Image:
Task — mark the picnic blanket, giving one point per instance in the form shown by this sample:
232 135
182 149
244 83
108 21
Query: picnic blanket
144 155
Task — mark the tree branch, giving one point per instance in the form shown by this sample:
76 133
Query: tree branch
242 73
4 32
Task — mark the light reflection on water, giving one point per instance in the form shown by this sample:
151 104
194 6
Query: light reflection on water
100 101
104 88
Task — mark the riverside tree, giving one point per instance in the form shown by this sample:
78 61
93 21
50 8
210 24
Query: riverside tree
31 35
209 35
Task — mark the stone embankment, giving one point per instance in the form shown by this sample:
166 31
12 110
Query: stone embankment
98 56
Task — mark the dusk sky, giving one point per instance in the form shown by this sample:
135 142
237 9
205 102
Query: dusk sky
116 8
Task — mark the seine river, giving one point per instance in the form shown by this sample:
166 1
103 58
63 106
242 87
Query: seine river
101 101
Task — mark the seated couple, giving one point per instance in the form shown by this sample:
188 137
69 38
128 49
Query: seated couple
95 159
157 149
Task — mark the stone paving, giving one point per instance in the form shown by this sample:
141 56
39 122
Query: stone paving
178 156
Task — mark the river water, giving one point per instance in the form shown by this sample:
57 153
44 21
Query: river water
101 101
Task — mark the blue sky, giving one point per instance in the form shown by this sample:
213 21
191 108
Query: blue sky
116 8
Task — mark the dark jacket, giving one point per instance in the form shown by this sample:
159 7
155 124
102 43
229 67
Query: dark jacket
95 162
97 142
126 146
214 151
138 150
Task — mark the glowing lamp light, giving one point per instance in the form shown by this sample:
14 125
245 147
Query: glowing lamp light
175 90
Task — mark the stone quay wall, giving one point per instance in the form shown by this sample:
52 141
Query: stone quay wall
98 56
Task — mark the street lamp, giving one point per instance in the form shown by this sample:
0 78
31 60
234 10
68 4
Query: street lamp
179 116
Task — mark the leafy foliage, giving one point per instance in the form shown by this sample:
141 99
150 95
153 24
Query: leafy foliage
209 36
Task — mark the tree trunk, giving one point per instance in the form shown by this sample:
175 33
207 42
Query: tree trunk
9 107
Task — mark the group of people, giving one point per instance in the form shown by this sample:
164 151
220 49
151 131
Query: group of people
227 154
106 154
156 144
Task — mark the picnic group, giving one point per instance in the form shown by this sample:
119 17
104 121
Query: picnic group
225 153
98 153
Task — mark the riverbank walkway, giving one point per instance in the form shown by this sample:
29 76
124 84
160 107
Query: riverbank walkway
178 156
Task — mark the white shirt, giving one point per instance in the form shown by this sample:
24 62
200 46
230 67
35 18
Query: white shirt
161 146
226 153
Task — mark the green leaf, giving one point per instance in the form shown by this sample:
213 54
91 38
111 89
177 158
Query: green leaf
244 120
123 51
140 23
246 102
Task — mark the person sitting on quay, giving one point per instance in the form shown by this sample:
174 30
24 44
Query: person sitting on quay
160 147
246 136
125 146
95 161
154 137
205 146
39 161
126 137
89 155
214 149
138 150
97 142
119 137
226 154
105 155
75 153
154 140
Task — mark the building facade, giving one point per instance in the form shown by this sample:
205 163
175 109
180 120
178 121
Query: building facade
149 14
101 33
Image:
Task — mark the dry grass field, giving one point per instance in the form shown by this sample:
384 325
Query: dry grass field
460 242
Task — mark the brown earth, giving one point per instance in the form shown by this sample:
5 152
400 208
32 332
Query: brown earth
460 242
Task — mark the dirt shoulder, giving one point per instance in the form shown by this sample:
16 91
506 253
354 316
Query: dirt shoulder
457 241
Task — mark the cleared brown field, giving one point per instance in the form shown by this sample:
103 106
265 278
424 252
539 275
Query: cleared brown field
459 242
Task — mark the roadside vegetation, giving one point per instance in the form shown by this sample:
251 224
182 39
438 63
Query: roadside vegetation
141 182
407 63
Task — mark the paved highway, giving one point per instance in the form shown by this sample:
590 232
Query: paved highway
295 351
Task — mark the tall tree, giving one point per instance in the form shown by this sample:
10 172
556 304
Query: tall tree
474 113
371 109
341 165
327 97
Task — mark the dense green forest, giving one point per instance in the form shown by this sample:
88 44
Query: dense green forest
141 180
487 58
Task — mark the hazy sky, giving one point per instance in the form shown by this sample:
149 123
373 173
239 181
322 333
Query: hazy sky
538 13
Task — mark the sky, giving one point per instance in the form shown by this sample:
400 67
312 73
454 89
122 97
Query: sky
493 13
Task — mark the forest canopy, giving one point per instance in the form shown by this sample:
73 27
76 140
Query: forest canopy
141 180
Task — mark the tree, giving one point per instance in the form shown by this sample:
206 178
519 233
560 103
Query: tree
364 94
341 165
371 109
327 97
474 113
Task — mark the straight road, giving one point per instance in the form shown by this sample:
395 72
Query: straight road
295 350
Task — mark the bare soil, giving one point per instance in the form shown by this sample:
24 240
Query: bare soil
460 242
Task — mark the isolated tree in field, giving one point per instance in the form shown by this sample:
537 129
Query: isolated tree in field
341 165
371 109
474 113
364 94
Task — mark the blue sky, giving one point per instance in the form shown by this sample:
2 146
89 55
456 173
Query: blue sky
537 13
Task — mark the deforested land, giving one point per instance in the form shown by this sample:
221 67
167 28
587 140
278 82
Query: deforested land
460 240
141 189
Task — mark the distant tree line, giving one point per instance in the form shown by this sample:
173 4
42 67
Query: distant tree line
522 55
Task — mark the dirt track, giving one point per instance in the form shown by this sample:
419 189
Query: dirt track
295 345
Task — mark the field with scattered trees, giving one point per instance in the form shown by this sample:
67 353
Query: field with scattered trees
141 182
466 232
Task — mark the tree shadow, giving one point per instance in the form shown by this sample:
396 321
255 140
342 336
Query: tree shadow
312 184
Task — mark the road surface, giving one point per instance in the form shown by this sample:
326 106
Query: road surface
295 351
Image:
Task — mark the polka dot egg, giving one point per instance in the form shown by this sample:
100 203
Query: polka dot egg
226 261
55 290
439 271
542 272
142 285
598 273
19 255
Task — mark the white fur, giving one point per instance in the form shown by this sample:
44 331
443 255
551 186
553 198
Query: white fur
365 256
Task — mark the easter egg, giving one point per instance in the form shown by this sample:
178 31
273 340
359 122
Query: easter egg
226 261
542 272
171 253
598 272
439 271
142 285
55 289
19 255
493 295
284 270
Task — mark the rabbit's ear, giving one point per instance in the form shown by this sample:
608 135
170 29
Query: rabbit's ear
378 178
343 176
────────
#### Your instructions
What you should produce is an exact copy of the records above.

#### Response
Image:
Task — mark the picnic blanket, giving one point per instance in the form shown by this sample:
232 135
182 149
244 83
108 21
Query: picnic blanket
144 155
Task — mark the tree branch, giving one point per instance in the form shown by this sample:
76 133
Query: tree branch
242 73
4 32
Task — mark the light reflection on water, giving one point per instance in the form shown by this sample:
151 104
194 6
Query: light reflection on water
100 101
104 88
Task — mark the riverside tree, giving one point per instance in the form shown by this sample:
78 61
93 21
50 8
210 24
Query: riverside tree
31 35
209 35
Task — mark the stone embankment, giving one point per instance in the form shown by this sample:
166 31
12 110
Query: stone embankment
98 56
Task — mark the dusk sky, giving one point per instance in the form shown by this sample:
135 142
237 9
205 102
Query: dusk sky
116 8
Task — mark the seine river, giving one point per instance in the form shown by this sample:
166 1
103 58
63 106
242 87
Query: seine river
101 101
Task — mark the seated couple, giving one point per instance in the form shown by this sample:
188 137
69 38
128 49
Query: seated couple
95 159
157 149
Task — mark the stone paving, giving one point per instance in the form shown by this sample:
141 56
39 122
Query: stone paving
178 156
Task — mark the river water, giving one point per instance in the form shown by this sample:
57 153
44 21
Query: river water
101 101
Task — mark the blue sky, giving one point per instance in the form shown by this sample:
213 21
191 108
Query: blue sky
116 8
Task — mark the dark jacket, giving one point per instance in the form shown by this sample:
159 7
155 124
102 43
229 67
Query: dark jacket
95 162
97 142
126 146
214 151
138 150
Task — mark the glowing lamp light, giving one point per instance in the form shown by this sample:
14 125
245 147
Query: glowing lamp light
175 90
Task — mark the stone quay wall, giving one point per instance in the form shown by this sample:
52 141
Query: stone quay wall
98 56
Task — mark the street lamp, giving one point per instance in the form shown by this sample:
0 78
31 60
234 10
68 4
Query: street lamp
179 116
Task — mark the leafy foliage, giving one point per instance in the form shown by this sample:
141 99
150 95
153 24
Query: leafy foliage
209 36
Task — mark the tree trunk, giving one point per instance in the form shown by this sample:
175 33
207 42
Query: tree trunk
9 107
Task — mark the group of people, giving one point per instance in the form shown by this sample:
164 151
220 49
151 131
Query: group of people
227 154
106 154
156 144
Task — mark the picnic group, giving one point per instance in the form shown by this sample:
119 17
104 121
Query: picnic group
225 153
98 153
Task — mark the riverbank walkway, giving one point per instance in the form shown by this sample:
29 76
124 84
160 107
Query: riverbank walkway
178 156
Task — mark the white shirt, giving one point per instance in the form shown by this sample:
24 62
200 46
230 67
35 18
Query: white shirt
161 146
226 153
Task — mark the green leaf, giving one point per instance in the form shown by this sample:
213 54
91 38
111 89
177 158
Query: green leaf
244 120
123 51
140 23
246 102
Task — mark the person sitting on quay, giving one point per instance in the form shown by this sample:
174 30
24 44
Query: person sitting on quay
160 147
246 136
125 146
95 161
154 137
205 146
39 161
126 137
89 155
214 149
138 150
97 142
119 137
226 154
105 155
75 153
154 140
Task — mark the building facade, giving one point per instance in the form shown by this sample:
205 163
175 109
180 120
178 121
Query: building facade
149 14
101 33
Image:
Task — mark the dry grass field, giving one point per instance in the form shown by this sample:
384 325
Query: dry grass field
460 242
Task — mark the brown earth, giving one point per instance in the form shown by this sample:
5 152
400 208
32 332
Query: brown earth
460 242
Task — mark the dirt shoulder, giving one point per instance in the form shown by this sample:
16 91
506 253
354 316
Query: dirt shoulder
457 241
Task — mark the cleared brown field, giving one point per instance in the form shown by this sample:
103 106
265 278
424 252
539 275
Query: cleared brown field
459 242
Task — mark the roadside vegetation, giving one point per instance in the form shown by this sample:
251 224
182 39
438 63
Query: roadside vegetation
141 182
407 63
Task — mark the paved highway, giving one point per instance in the form shown by this sample:
590 232
Query: paved highway
295 351
Task — mark the tall tree, giving one point per instance in the form shown by this sample:
10 172
556 304
Query: tall tree
474 113
371 109
341 165
327 97
Task — mark the dense green forest, giving one point per instance in the form shown by this sample:
88 44
Query: dense green forest
141 180
487 58
Task — mark the hazy sky, giving one point per instance in the form shown by this sample:
149 123
373 173
239 181
322 333
Query: hazy sky
538 13
Task — mark the sky, giving one point per instance in the form shown by this sample:
400 67
312 73
454 89
122 97
Query: sky
493 13
Task — mark the forest canopy, giving one point per instance in the form shown by this sample:
73 27
76 140
Query: forest canopy
141 180
Task — mark the tree, giving one point per instance in the form shown by this sample:
206 178
519 233
560 103
Query: tree
364 94
341 165
371 109
327 97
474 113
Task — mark the straight road, giving one point per instance in the form shown by this sample:
395 72
Query: straight road
295 350
Task — mark the bare soil, giving one point per instance in the form shown by this sample:
24 240
Query: bare soil
460 242
Task — mark the isolated tree in field, giving one point per instance in the form shown by this sample:
537 129
Query: isolated tree in field
341 165
371 109
474 113
364 94
Task — mark the blue sky, giving one point per instance in the form shown by this sample:
2 146
89 55
456 173
Query: blue sky
537 13
Task — mark the deforested land, giving one point per instance in the form shown by this sample:
221 67
167 28
587 140
278 82
Query: deforested land
460 240
141 189
Task — mark the distant tree line, giving one point per instance in the form shown by this sample:
173 4
42 67
Query: distant tree line
522 55
Task — mark the dirt track, giving one point per instance in the form shown by this sample:
419 189
Query: dirt track
295 345
Task — mark the field with scattered trees, giving one point per instance in the form shown by this sample:
67 353
Query: field with scattered trees
141 182
466 232
Task — mark the tree shadow, giving one point per instance in the form shown by this sample:
396 321
255 140
342 336
Query: tree shadow
312 184
Task — mark the road surface, giving one point per instance in the form shown by this sample:
326 106
Query: road surface
295 351
Image:
Task — mark the polka dot egg, giving one point per instance in the form shown by this sample:
100 203
Query: polka dot egg
226 261
55 290
439 271
542 272
142 285
598 273
19 255
Task — mark the white fur, giving one point per instance in the form shown by this sample:
44 331
443 255
551 186
553 198
Query: white fur
365 256
Task — mark the easter egg, giving one point per instance in the form shown by this sample:
178 31
273 340
359 122
Query: easter egg
226 261
542 272
171 253
598 272
439 271
142 285
55 289
19 255
493 295
284 270
Task — mark the rabbit's ear, giving one point per instance in the form shown by this sample:
608 135
170 29
Query: rabbit's ear
378 178
343 176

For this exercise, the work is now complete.